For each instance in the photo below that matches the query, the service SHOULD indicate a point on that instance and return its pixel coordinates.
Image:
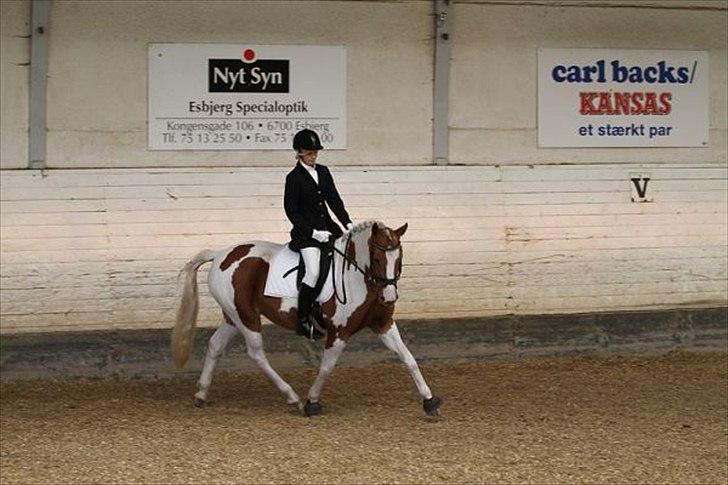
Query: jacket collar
(304, 171)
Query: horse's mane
(364, 225)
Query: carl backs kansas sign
(622, 98)
(245, 97)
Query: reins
(368, 275)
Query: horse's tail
(184, 330)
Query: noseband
(376, 279)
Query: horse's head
(385, 252)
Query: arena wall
(96, 241)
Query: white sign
(622, 98)
(245, 97)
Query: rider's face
(308, 157)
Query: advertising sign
(622, 98)
(245, 97)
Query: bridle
(369, 275)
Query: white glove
(321, 236)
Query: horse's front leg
(393, 341)
(331, 355)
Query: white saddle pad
(278, 286)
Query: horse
(367, 265)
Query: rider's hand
(321, 236)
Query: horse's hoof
(432, 407)
(312, 409)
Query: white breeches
(311, 258)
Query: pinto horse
(367, 265)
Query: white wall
(97, 241)
(14, 83)
(493, 86)
(89, 249)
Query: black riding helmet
(307, 140)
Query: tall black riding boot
(306, 324)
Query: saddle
(287, 271)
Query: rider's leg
(219, 341)
(312, 259)
(307, 295)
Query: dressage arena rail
(145, 353)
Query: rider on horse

* [Task objective] Repeat each record verbatim, pictures excluded.

* [Answer to the problem]
For each instance in the photo below that matches the query, the service SHOULD indicate a point on that instance and return its pixel coordinates.
Image:
Query: jacket collar
(304, 171)
Query: horse's mane
(364, 225)
Query: carl backs kansas sign
(622, 98)
(245, 97)
Query: reins
(368, 275)
Query: horse's tail
(184, 330)
Query: noseband
(376, 279)
Query: horse's head
(385, 252)
Query: arena wall
(96, 241)
Query: white sign
(622, 98)
(245, 97)
Query: rider's face
(308, 157)
Query: advertising sign
(622, 98)
(245, 97)
Query: bridle
(369, 275)
Query: white glove
(321, 236)
Query: horse's front leg
(393, 341)
(331, 355)
Query: white saddle pad
(278, 286)
Query: horse
(367, 265)
Query: rider's hand
(321, 236)
Query: horse's hoof
(432, 407)
(312, 409)
Query: white breeches
(311, 258)
Query: pinto horse
(367, 265)
Query: white wall
(97, 241)
(14, 83)
(493, 86)
(89, 249)
Query: black riding helmet
(307, 140)
Query: tall black riding boot
(306, 324)
Query: saddle
(287, 271)
Query: rider's leg
(219, 341)
(312, 259)
(307, 295)
Query: dressage arena rail
(145, 353)
Query: rider on horse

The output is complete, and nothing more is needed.